_PROBLEM TO SOLVE_
Copy the stretch of items below from the line containing "of the bench" through the line containing "x=28, y=282", both ends included and nothing else, keeping the requests unchanged. In the answers, scale every x and y coordinate by 0.9 and round it to a whole number, with halves rounded up.
---------- INPUT MATERIAL
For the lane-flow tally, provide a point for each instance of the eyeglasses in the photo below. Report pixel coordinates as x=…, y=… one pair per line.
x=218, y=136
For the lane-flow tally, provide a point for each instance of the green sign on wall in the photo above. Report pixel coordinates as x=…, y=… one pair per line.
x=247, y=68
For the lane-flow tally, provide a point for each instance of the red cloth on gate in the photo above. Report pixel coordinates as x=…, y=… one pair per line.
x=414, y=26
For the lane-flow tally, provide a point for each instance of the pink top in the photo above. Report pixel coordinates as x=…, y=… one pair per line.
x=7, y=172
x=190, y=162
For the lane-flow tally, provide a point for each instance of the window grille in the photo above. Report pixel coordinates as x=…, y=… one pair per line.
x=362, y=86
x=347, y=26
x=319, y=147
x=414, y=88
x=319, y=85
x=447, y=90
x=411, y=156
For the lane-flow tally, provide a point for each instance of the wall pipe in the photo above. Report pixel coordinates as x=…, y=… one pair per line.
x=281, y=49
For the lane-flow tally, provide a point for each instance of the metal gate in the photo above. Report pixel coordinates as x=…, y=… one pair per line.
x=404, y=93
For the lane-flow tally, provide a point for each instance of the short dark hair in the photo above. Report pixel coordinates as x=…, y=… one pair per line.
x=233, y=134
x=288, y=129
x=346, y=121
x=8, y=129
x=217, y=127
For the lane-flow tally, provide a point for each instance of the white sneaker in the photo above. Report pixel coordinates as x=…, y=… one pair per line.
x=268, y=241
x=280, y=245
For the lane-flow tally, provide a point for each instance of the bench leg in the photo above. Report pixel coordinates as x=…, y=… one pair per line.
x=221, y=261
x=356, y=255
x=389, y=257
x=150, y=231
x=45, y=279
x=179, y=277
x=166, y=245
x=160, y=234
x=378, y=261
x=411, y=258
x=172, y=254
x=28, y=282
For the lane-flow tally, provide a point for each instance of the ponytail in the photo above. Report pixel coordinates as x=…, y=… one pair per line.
--------------------
_TASK ANSWER_
For the lane-flow tally, provide a point for each instance of the bench leg in the photo above. Report pixel coordinates as x=…, y=… one pair per line.
x=199, y=235
x=320, y=230
x=350, y=231
x=135, y=208
x=41, y=251
x=161, y=249
x=149, y=221
x=144, y=211
x=340, y=235
x=370, y=232
x=155, y=229
x=25, y=254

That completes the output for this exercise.